# Task:
There is one span to output from the data below: the lines starting at the line with "Target: snow bank" and ending at the line with "Target: forested hillside". Output it exactly, ends included, nothing more.

==== Exercise data ====

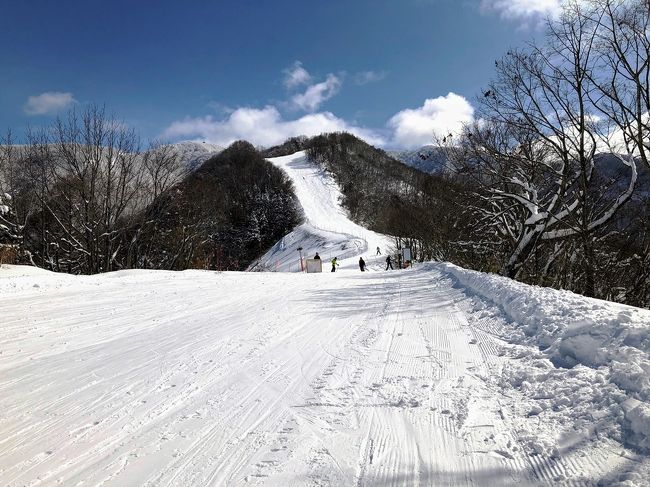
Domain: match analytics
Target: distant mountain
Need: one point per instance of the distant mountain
(193, 154)
(428, 158)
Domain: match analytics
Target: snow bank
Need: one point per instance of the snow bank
(574, 332)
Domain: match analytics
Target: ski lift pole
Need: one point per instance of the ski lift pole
(302, 267)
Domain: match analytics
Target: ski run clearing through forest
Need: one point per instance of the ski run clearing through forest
(428, 376)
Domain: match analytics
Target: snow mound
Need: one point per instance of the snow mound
(578, 333)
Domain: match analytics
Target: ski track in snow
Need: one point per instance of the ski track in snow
(201, 378)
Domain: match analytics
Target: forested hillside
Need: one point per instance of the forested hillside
(222, 216)
(82, 197)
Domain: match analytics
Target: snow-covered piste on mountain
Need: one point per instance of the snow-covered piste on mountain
(428, 376)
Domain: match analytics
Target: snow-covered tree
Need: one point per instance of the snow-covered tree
(532, 152)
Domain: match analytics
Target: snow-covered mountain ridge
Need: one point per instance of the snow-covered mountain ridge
(434, 375)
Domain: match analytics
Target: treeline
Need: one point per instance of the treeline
(82, 197)
(388, 196)
(556, 165)
(552, 182)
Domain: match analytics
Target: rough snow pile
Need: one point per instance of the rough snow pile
(605, 346)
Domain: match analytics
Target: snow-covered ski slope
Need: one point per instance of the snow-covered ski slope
(433, 376)
(327, 228)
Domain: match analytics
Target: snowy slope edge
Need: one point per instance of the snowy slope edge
(574, 330)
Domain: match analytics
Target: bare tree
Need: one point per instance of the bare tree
(89, 178)
(532, 152)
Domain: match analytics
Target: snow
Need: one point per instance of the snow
(327, 228)
(429, 376)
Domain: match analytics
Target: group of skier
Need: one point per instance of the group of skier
(362, 263)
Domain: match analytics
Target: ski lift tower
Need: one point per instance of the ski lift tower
(302, 267)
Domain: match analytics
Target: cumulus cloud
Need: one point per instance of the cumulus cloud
(48, 103)
(365, 77)
(296, 75)
(316, 94)
(523, 9)
(437, 117)
(265, 127)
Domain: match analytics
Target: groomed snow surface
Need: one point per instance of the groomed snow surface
(428, 376)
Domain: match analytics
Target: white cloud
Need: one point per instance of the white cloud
(48, 103)
(365, 77)
(296, 75)
(316, 94)
(264, 127)
(522, 9)
(437, 117)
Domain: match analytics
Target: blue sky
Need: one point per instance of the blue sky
(392, 71)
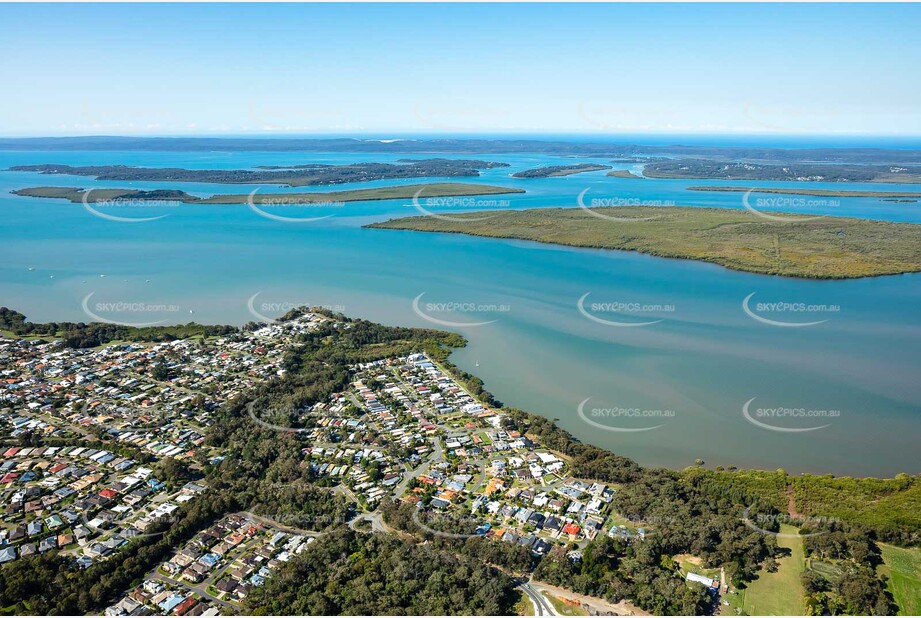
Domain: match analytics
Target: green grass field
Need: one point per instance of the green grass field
(903, 568)
(779, 593)
(824, 248)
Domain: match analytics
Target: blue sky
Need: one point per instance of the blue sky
(596, 68)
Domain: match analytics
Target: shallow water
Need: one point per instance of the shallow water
(689, 375)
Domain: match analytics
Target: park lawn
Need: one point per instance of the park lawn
(563, 608)
(779, 593)
(903, 568)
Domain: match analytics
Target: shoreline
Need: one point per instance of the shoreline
(811, 192)
(76, 195)
(703, 243)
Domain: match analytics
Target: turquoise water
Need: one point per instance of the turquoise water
(703, 361)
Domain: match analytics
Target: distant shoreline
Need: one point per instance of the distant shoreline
(814, 192)
(797, 246)
(447, 189)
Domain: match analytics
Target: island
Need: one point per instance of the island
(623, 174)
(560, 170)
(800, 172)
(292, 176)
(815, 192)
(444, 189)
(331, 464)
(456, 146)
(797, 246)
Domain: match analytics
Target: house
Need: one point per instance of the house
(706, 581)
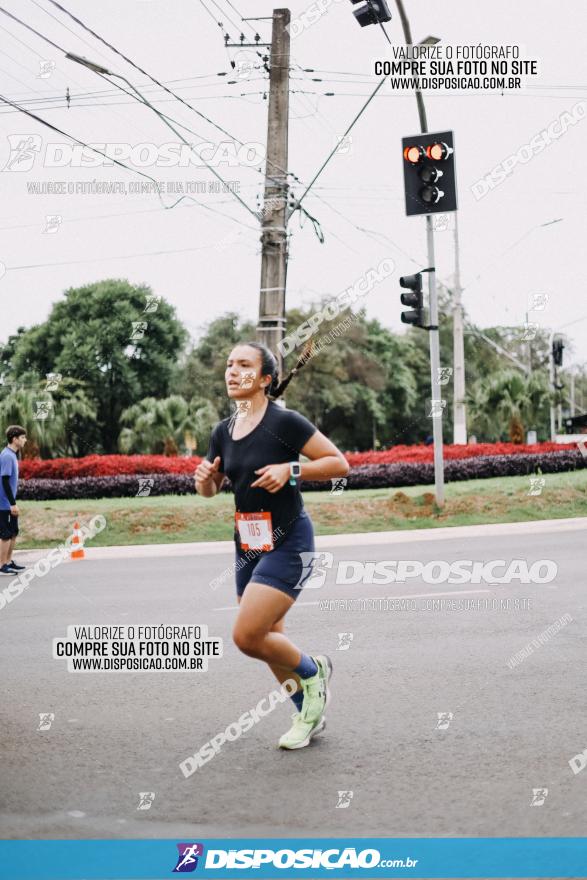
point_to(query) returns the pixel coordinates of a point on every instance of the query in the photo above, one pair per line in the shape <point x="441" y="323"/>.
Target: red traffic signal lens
<point x="431" y="195"/>
<point x="414" y="154"/>
<point x="438" y="152"/>
<point x="430" y="174"/>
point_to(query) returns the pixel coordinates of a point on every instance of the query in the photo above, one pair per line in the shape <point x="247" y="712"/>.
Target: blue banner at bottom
<point x="364" y="857"/>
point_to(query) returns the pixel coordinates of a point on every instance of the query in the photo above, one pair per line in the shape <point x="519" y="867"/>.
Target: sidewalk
<point x="326" y="542"/>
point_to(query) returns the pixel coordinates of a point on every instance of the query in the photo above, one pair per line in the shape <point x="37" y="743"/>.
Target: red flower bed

====

# Written answer:
Target: snow bank
Need: one point per instance of the snow bank
(574, 332)
Domain: match analytics
Target: ski lift pole
Need: one point per instance of the ski lift pole
(302, 267)
Domain: match analytics
Target: ski run clearing through forest
Need: one point per instance of the ski run clearing through forest
(428, 376)
Domain: match analytics
Target: snow mound
Need: one point per instance of the snow mound
(578, 333)
Domain: match analytics
Target: ski track in snow
Need: one point per instance of the ski track in snow
(201, 378)
Domain: match analytics
Target: forested hillside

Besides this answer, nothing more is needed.